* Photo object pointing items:
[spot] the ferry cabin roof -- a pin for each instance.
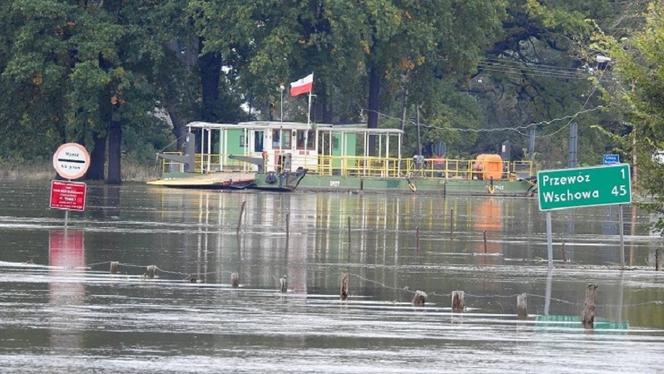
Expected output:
(303, 143)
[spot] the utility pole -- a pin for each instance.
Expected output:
(419, 142)
(572, 147)
(531, 143)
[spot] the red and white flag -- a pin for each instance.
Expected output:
(303, 85)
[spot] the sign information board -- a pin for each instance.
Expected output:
(71, 161)
(581, 187)
(610, 159)
(68, 195)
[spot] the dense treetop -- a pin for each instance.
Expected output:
(124, 77)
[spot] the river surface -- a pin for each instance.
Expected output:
(62, 310)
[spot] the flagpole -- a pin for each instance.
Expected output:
(309, 110)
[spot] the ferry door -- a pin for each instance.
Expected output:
(258, 145)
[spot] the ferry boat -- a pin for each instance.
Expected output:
(284, 156)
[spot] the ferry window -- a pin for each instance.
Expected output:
(258, 141)
(310, 140)
(285, 139)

* Directive: Rewrite the stretch of items from the line containing "[spot] the river" through the end of the items, requests included, and offset every coordinate in the answers by adding 131 to it.

* Problem solution:
[spot] the river surface -- a pin for each instance.
Expected output:
(193, 441)
[spot] the flagpole -- a pin for each instance.
Expected output:
(440, 241)
[spot] the ferry door -- a pin for each instance.
Expected output:
(389, 276)
[spot] the ferry boat -- a pin for each instance.
Expected output:
(415, 287)
[spot] the ferry window -- a pin for each instance.
Expected output:
(389, 272)
(441, 271)
(416, 270)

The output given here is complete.